**Problem:**
Retype the following lines without changing anything. This applies to every item.
::: Records for this exercise
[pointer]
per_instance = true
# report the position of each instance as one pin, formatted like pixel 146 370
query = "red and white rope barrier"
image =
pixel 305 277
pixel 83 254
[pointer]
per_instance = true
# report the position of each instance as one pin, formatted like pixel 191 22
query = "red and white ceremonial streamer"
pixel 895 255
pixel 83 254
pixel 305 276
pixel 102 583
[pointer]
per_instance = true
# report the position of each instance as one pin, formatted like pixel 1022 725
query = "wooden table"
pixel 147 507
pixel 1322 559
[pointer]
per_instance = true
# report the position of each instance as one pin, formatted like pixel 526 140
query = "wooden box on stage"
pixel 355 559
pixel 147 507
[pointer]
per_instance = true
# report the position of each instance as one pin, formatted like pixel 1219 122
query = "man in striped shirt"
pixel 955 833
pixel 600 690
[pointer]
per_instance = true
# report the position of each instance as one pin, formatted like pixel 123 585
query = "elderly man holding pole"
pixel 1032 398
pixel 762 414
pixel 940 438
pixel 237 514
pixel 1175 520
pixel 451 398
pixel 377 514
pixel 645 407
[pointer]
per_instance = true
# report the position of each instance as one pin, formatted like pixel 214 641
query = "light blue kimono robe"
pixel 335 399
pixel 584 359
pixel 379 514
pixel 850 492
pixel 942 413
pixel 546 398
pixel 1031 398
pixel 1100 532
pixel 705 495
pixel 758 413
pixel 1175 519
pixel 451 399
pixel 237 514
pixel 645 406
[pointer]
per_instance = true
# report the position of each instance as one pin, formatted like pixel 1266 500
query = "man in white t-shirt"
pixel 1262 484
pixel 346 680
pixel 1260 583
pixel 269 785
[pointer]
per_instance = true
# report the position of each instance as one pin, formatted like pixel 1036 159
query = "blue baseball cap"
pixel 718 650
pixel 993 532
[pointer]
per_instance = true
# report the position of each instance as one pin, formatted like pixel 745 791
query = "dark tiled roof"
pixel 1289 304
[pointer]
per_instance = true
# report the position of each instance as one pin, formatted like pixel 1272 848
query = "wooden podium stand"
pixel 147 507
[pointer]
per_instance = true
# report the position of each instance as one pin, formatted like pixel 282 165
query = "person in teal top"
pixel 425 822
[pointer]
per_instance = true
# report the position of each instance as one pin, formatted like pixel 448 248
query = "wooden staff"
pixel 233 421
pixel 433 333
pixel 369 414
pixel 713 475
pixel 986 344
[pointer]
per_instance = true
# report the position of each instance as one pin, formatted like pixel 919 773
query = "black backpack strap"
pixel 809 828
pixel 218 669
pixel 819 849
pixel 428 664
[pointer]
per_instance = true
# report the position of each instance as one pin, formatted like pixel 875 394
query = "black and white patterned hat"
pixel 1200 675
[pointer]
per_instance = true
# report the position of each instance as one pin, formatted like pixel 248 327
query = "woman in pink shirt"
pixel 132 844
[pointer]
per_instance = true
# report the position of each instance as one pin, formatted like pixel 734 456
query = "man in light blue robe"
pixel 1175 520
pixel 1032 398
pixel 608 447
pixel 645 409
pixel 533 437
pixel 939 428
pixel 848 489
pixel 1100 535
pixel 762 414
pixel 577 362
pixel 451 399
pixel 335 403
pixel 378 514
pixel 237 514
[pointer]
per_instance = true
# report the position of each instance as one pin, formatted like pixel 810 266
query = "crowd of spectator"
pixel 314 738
::::::
**Result of this task:**
[pointer]
per_instance = true
# report the position of each instance as one pin, formatted like pixel 146 370
query = "red and white rope barrier"
image =
pixel 305 277
pixel 83 254
[pointer]
per_instance = true
# report the position of each instance as one pin, formatted like pixel 191 22
query = "red and white ceremonial streamer"
pixel 895 255
pixel 83 254
pixel 305 276
pixel 102 583
[pointer]
per_instance = true
# report the position of each instance as one pin, formatted like pixel 1022 725
query = "wooden table"
pixel 147 507
pixel 1322 559
[pointer]
per_instance = true
# report the position of each instance as one pin, formatted like pixel 526 140
query = "wooden box on stage"
pixel 355 559
pixel 147 507
[pointer]
per_instance = true
# report the position of each instance as one pin, formatted like pixel 1219 122
query = "man in striped shirt"
pixel 955 833
pixel 600 690
[pointer]
per_instance = true
# report the position of each instance as one pin, formatted like pixel 123 585
query = "elderly man holding pole"
pixel 1032 398
pixel 762 414
pixel 940 438
pixel 237 514
pixel 1175 520
pixel 451 398
pixel 377 514
pixel 645 407
[pointer]
per_instance = true
# report the position of each instance as one pin, formatted like pixel 214 641
query = "light blue kimono robe"
pixel 335 399
pixel 584 359
pixel 379 514
pixel 850 492
pixel 942 413
pixel 546 398
pixel 1031 398
pixel 1100 532
pixel 705 495
pixel 758 413
pixel 1175 519
pixel 451 399
pixel 237 514
pixel 645 406
[pointer]
per_instance = true
# report the position of each instance as one pin, formatted like pixel 1266 500
query = "man in white t-shirt"
pixel 1262 484
pixel 346 680
pixel 1260 583
pixel 269 785
[pointer]
per_instance = true
# report the position of each instance as one pin, formatted like pixel 1036 159
query = "blue baseball cap"
pixel 718 650
pixel 993 532
[pointer]
per_instance = true
# report the position of each instance as one pin, formatted like pixel 745 791
query = "dark tiled roof"
pixel 1289 304
[pointer]
per_instance = true
# report the position of each instance as one pin, formatted like pixel 1272 848
query = "wooden podium stand"
pixel 147 507
[pointer]
per_instance = true
# report the position of each instance as one pin, formatted like pixel 282 165
query = "person in teal top"
pixel 425 822
[pointer]
per_instance = true
# report the position of each instance as one pin, formatted like pixel 448 248
query = "wooden staff"
pixel 233 421
pixel 433 333
pixel 369 414
pixel 713 475
pixel 986 344
[pointer]
per_instance = true
# report the position of each instance as one pin, formatted like pixel 919 773
query = "black backpack strap"
pixel 809 828
pixel 218 669
pixel 819 849
pixel 428 664
[pointer]
per_instance = true
# report the position of each instance as one pin, formatted like pixel 875 394
query = "black and white patterned hat"
pixel 1200 675
[pointer]
per_instance = true
# report the position of each instance as one pin, formatted like pixel 248 327
query = "woman in pink shirt"
pixel 132 844
[pointer]
per_instance = true
# report the position of each instance as one pin, formatted like pixel 734 456
query = "man in light blue robe"
pixel 1175 520
pixel 1032 398
pixel 608 447
pixel 645 409
pixel 533 437
pixel 939 428
pixel 848 489
pixel 1100 535
pixel 762 414
pixel 577 362
pixel 451 399
pixel 335 403
pixel 378 514
pixel 237 514
[pointer]
per_instance = true
# report the position of each instance as one pin, formatted like pixel 810 266
query = "crowd of spectator"
pixel 314 738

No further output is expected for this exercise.